[Object position labeling entries]
<<<<

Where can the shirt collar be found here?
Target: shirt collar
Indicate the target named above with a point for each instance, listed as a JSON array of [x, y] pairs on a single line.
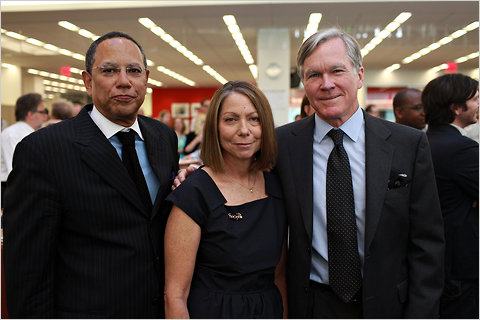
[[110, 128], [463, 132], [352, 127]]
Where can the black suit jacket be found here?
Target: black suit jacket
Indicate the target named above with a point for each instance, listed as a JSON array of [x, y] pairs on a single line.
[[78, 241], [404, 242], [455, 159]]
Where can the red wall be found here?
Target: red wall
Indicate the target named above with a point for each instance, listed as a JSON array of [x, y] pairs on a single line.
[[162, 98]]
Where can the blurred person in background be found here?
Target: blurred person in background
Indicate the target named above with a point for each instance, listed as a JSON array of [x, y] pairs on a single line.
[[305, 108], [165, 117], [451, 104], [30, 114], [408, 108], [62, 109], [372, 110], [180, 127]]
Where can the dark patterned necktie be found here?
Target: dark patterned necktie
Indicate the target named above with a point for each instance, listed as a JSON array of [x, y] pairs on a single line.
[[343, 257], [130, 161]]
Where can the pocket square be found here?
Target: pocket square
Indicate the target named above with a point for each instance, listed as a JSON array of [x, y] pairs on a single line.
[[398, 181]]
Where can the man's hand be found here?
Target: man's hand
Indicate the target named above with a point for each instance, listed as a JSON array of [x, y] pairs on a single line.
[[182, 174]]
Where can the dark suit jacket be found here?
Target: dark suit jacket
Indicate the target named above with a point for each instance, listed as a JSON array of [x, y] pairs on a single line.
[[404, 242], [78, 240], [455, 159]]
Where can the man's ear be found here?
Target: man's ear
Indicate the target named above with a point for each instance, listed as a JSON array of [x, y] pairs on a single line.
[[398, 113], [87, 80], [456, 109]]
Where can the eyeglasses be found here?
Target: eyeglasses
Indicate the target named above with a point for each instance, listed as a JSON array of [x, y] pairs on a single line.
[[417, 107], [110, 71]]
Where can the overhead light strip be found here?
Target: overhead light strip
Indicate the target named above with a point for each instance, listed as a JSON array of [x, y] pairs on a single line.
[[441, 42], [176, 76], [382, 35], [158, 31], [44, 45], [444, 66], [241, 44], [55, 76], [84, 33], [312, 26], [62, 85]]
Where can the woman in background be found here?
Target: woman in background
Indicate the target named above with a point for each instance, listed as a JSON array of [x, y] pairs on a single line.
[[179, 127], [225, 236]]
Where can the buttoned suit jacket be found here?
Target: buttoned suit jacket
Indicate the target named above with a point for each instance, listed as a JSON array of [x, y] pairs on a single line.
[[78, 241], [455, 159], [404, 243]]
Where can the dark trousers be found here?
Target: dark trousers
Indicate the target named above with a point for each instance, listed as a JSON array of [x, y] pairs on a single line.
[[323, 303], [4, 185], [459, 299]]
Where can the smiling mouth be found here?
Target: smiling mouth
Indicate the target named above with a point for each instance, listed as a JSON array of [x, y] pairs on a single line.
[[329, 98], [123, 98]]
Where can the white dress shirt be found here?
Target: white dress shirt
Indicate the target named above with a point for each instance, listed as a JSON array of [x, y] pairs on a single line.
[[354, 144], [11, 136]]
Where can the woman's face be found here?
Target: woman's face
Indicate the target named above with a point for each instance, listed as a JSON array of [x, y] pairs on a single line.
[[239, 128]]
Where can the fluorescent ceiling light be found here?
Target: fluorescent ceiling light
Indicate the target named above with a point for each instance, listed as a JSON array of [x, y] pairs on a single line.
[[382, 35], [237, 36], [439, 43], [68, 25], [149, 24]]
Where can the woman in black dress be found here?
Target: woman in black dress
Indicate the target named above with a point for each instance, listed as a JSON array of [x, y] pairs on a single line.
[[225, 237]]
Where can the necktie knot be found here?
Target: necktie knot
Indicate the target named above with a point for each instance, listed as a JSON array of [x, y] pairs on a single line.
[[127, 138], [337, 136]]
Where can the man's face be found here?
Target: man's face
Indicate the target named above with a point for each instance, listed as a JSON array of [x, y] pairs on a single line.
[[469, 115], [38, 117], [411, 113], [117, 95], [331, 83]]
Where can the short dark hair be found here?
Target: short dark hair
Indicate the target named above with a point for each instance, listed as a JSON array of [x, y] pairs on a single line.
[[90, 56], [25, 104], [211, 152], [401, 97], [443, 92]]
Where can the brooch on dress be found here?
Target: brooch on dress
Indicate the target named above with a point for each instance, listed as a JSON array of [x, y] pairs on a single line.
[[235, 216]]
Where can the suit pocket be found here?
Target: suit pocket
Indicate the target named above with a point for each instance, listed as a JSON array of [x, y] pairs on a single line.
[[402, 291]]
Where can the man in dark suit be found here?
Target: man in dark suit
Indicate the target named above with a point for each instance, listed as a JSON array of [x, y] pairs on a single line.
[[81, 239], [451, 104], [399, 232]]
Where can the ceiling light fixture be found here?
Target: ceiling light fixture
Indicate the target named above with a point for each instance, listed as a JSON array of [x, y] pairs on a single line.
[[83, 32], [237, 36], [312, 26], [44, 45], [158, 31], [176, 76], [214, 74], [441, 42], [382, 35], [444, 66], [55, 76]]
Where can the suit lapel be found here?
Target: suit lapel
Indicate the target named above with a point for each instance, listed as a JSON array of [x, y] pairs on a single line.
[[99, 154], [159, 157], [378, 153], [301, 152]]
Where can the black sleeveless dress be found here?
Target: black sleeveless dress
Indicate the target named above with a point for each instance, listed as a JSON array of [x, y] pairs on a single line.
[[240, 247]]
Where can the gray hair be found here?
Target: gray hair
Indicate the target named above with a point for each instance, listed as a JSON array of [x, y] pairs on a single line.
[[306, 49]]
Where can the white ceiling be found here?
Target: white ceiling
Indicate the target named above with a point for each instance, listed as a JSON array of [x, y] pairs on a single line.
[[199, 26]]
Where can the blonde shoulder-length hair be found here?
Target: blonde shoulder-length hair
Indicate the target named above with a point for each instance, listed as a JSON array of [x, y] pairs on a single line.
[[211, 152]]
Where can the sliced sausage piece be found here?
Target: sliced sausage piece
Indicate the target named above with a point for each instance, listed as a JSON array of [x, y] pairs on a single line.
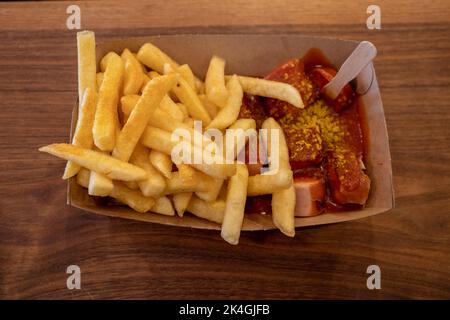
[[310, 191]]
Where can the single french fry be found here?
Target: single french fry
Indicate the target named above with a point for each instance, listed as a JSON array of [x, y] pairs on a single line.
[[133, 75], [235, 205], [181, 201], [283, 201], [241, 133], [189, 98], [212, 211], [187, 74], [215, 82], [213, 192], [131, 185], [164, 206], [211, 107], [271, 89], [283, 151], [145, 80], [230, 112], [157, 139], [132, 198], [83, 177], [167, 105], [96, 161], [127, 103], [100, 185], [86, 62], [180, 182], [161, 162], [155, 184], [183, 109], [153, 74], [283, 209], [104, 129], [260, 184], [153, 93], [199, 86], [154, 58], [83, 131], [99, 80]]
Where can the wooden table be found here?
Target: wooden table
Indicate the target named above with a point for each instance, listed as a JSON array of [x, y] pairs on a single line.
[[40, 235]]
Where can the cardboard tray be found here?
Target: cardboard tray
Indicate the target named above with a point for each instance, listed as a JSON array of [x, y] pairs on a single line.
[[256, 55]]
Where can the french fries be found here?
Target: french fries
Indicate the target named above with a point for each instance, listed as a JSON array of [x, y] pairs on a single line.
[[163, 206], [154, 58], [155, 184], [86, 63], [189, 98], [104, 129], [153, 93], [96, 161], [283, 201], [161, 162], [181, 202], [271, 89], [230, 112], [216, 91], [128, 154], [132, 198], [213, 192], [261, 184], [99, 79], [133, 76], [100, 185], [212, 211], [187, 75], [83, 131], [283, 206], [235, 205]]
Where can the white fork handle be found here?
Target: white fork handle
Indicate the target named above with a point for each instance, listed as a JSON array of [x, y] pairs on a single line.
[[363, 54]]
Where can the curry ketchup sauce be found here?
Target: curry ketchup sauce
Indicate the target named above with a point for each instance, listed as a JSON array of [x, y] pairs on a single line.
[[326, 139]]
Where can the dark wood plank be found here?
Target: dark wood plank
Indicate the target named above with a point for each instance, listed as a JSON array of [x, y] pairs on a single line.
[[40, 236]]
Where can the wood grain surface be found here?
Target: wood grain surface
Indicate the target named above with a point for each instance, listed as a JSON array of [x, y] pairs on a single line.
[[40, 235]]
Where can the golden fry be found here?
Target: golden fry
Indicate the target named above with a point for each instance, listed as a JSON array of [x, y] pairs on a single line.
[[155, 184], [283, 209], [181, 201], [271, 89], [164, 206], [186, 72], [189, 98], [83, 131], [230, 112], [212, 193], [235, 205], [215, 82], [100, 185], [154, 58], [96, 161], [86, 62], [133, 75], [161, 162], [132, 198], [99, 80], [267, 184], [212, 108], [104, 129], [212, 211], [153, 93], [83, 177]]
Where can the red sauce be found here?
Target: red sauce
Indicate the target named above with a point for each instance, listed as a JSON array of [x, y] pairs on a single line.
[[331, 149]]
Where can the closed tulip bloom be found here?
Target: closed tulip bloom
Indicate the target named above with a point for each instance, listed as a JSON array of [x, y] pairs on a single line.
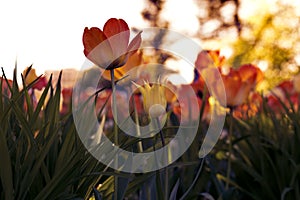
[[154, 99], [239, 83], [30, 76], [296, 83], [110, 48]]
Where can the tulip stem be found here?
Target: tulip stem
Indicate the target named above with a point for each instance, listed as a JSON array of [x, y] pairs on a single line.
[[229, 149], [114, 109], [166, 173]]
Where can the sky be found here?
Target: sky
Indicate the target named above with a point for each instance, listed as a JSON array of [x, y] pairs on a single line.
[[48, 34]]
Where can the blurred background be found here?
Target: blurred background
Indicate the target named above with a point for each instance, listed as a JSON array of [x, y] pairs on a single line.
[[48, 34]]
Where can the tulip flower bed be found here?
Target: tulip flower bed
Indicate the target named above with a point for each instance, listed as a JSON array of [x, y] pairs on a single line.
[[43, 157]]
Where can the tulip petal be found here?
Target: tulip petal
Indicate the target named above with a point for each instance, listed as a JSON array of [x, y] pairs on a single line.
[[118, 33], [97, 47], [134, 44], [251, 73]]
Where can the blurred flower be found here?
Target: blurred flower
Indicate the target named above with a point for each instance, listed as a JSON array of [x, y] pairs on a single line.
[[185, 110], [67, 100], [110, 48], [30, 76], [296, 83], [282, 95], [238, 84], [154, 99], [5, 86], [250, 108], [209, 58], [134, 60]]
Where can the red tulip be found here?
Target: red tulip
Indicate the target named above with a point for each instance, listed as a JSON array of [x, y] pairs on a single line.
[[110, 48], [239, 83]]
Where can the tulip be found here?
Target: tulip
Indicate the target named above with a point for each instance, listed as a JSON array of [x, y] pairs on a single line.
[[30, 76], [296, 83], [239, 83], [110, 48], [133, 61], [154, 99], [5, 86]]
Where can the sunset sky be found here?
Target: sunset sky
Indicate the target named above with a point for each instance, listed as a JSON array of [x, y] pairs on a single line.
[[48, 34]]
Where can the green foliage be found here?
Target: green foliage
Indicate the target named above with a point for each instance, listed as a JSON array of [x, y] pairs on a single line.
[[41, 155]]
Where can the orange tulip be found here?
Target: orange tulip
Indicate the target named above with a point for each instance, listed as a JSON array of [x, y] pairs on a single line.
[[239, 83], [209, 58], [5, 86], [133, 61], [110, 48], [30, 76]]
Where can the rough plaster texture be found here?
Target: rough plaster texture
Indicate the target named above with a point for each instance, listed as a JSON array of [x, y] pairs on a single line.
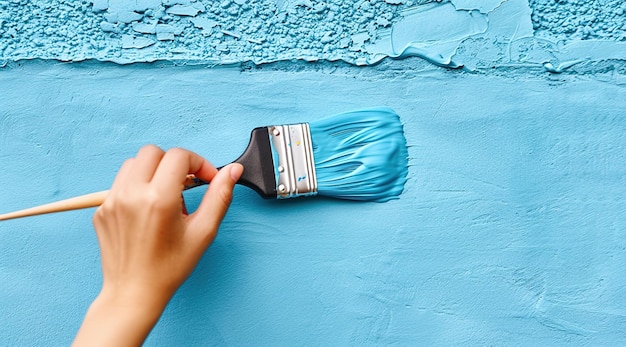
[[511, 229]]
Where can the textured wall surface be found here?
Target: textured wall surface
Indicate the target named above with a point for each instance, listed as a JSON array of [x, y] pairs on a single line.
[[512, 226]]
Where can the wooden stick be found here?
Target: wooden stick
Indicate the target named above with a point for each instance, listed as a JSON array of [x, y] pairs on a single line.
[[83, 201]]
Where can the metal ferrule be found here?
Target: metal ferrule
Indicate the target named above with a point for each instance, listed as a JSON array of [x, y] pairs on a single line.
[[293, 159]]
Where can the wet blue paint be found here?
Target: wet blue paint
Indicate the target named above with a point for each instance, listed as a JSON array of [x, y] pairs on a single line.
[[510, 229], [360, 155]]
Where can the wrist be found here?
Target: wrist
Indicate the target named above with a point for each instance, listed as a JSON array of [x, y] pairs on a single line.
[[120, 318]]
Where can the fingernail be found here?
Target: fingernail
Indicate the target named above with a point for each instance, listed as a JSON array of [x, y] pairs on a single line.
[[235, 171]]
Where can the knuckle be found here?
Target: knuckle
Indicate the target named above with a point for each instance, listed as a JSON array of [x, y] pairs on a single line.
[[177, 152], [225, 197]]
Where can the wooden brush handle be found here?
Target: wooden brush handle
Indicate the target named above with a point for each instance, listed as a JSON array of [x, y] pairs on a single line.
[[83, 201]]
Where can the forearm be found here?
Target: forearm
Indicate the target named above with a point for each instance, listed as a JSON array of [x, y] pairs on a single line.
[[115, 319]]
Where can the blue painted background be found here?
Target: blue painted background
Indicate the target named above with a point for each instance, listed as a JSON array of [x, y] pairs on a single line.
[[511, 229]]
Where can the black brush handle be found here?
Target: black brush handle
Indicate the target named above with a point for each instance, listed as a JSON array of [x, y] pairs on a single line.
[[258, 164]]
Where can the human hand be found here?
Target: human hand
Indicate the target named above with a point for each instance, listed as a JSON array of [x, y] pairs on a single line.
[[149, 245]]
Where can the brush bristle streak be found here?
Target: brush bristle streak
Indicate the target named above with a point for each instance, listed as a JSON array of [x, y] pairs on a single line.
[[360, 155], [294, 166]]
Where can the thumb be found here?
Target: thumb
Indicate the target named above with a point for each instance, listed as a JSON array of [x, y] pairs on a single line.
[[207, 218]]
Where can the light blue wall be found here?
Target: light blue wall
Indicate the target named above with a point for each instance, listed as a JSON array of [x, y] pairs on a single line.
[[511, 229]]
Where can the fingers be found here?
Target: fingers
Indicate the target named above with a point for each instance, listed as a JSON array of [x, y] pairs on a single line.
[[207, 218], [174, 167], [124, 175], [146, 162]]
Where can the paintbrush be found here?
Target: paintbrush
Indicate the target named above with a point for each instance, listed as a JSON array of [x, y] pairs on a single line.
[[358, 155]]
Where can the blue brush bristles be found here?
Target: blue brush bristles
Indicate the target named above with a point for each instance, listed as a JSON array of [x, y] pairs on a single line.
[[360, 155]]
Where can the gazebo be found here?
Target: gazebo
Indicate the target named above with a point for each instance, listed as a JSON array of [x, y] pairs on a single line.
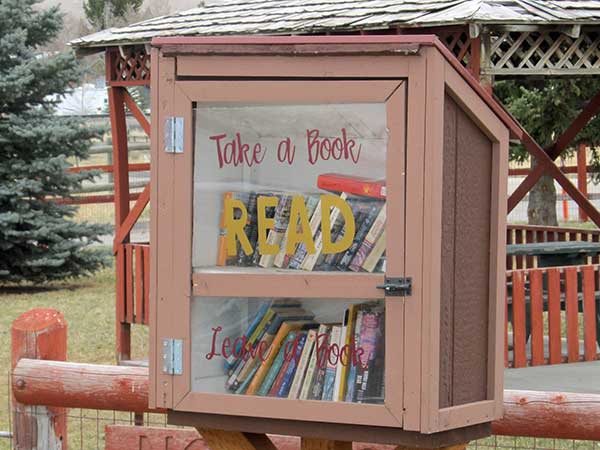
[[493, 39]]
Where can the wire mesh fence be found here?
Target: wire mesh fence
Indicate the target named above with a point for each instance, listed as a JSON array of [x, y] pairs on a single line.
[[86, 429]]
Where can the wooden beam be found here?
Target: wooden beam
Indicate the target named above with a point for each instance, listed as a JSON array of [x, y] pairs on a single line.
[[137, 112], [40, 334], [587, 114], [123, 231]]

>>>>

Convert the material above, everything from the line containing "Where can the human hand be found here?" down to the line containing "[[207, 218]]", into a Markdown table with the columns Number and Record line, omitting any blank lines.

| Number | Record line |
|---|---|
| 1 | Where can the human hand be found here? |
| 2 | Target: human hand |
| 3 | Indicate the target named above with a point for each instance, listed as a JSON array of [x, y] pairs on a single line. |
| 4 | [[149, 245]] |
| 5 | Where can the brush bristle streak be found here? |
| 6 | Target: brush bristle streak |
| 7 | Indicate the target named above with a point for each instance, listed as a JSON array of [x, y] pairs on a single line. |
| 8 | [[360, 155], [294, 166]] |
| 9 | Where can the thumb be found here? |
| 10 | Target: thumb |
| 11 | Indicate the target named above with a point for each instance, listed as a JSON array of [x, y] pairs on a single line. |
| 12 | [[207, 218]] |